PASSAGE TO READ »
━━━

When I returned to the room, the officers had closed their files. We agreed that there was nothing more to say, and I coolly thanked them for their trouble. Inside, I was shaken.
It was impossible to believe that our most important military rival wasn't pursuing an active biological warfare program.
As part of my duties at Biopreparat I reviewed our budget regularly with Gosplan, the state economic planning agency. Every time I visited the block-long building on Gorky Street, the resources available to us seemed to increase. General Roman Volkov, the balding, scholarly official in charge of funding Ministry of Defense programs, practically begged me to look for ways to spend money. "I've got three hundred million rubles for you in this year's budget," he told me in 1990. "You still haven't supplied me with programs on which to spend them."
When I suggested civilian medical projects, he brushed me off irritably.
"If you give me more suggestions like that, you'll never get any money," he said.

━━━

GIVEN RECORDS »
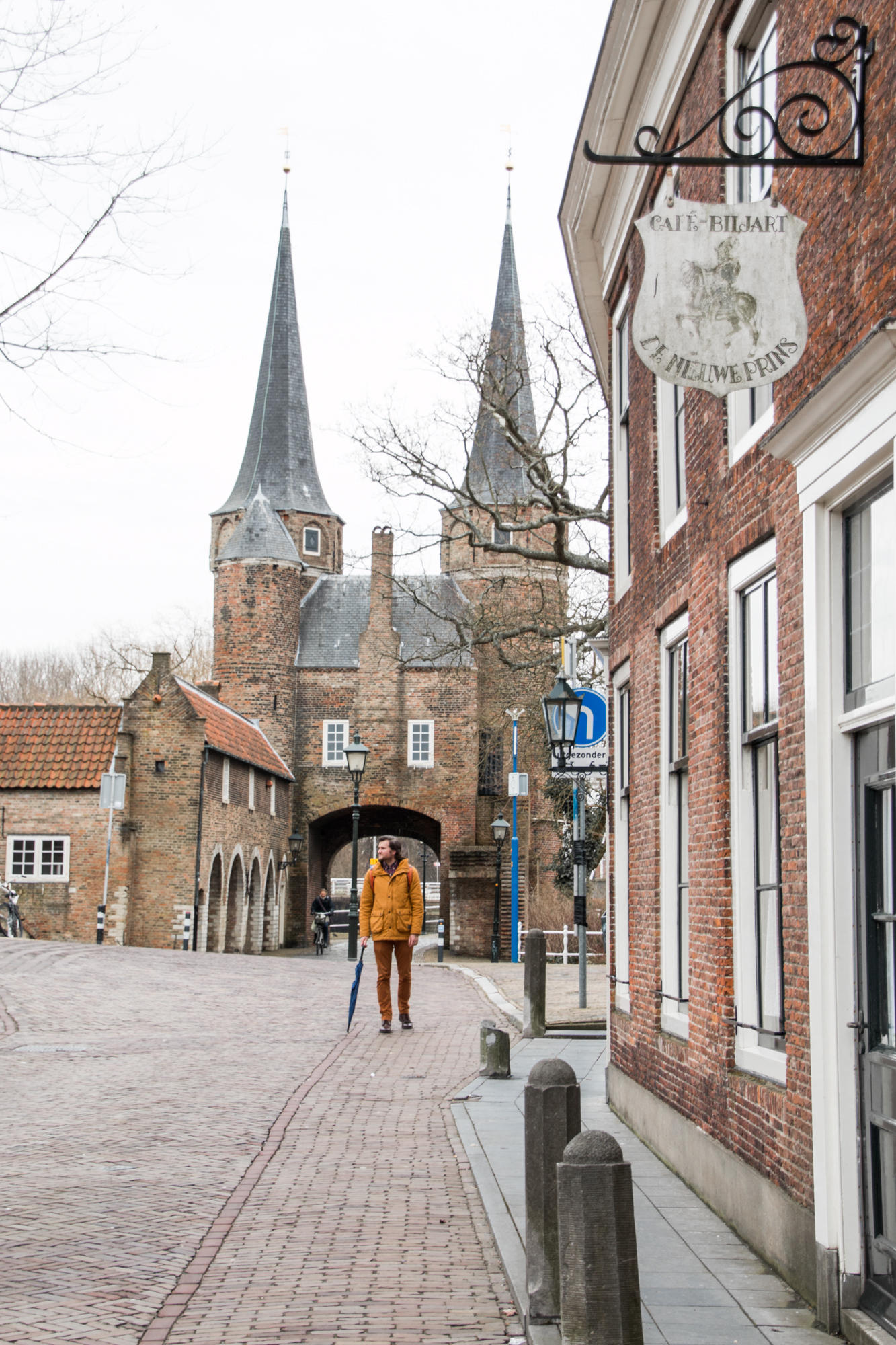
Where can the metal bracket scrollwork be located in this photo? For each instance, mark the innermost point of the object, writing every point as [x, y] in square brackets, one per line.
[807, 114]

━━━

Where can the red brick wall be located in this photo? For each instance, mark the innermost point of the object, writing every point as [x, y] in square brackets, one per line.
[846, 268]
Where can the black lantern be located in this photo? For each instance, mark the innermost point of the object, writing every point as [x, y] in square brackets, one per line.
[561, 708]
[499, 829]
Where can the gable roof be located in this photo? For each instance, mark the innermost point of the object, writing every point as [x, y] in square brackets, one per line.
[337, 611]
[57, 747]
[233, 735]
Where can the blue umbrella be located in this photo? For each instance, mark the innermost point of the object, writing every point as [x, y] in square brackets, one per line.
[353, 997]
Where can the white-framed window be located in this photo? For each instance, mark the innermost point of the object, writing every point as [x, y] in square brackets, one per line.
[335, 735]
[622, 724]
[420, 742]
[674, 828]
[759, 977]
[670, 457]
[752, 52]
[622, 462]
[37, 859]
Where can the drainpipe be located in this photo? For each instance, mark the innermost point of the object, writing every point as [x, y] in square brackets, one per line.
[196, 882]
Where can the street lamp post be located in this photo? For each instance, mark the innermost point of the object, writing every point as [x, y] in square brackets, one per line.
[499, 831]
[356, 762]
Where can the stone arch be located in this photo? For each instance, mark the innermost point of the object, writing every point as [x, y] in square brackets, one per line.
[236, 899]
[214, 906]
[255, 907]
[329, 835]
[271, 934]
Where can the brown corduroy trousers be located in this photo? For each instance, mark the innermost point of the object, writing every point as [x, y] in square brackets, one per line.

━━━

WORK TASK A »
In the passage on Biopreparat, how much money did General Roman Volkov say he had in the 1990 budget?
WORK TASK B »
Update the passage on Biopreparat from "As part of my" to "me off irritably.", replacing "Gorky Street" with "Tverskaya Street".

OUTPUT A »
Three hundred million rubles.

OUTPUT B »
As part of my duties at Biopreparat I reviewed our budget regularly with Gosplan, the state economic planning agency. Every time I visited the block-long building on Tverskaya Street, the resources available to us seemed to increase. General Roman Volkov, the balding, scholarly official in charge of funding Ministry of Defense programs, practically begged me to look for ways to spend money. "I've got three hundred million rubles for you in this year's budget," he told me in 1990. "You still haven't supplied me with programs on which to spend them."
When I suggested civilian medical projects, he brushed me off irritably.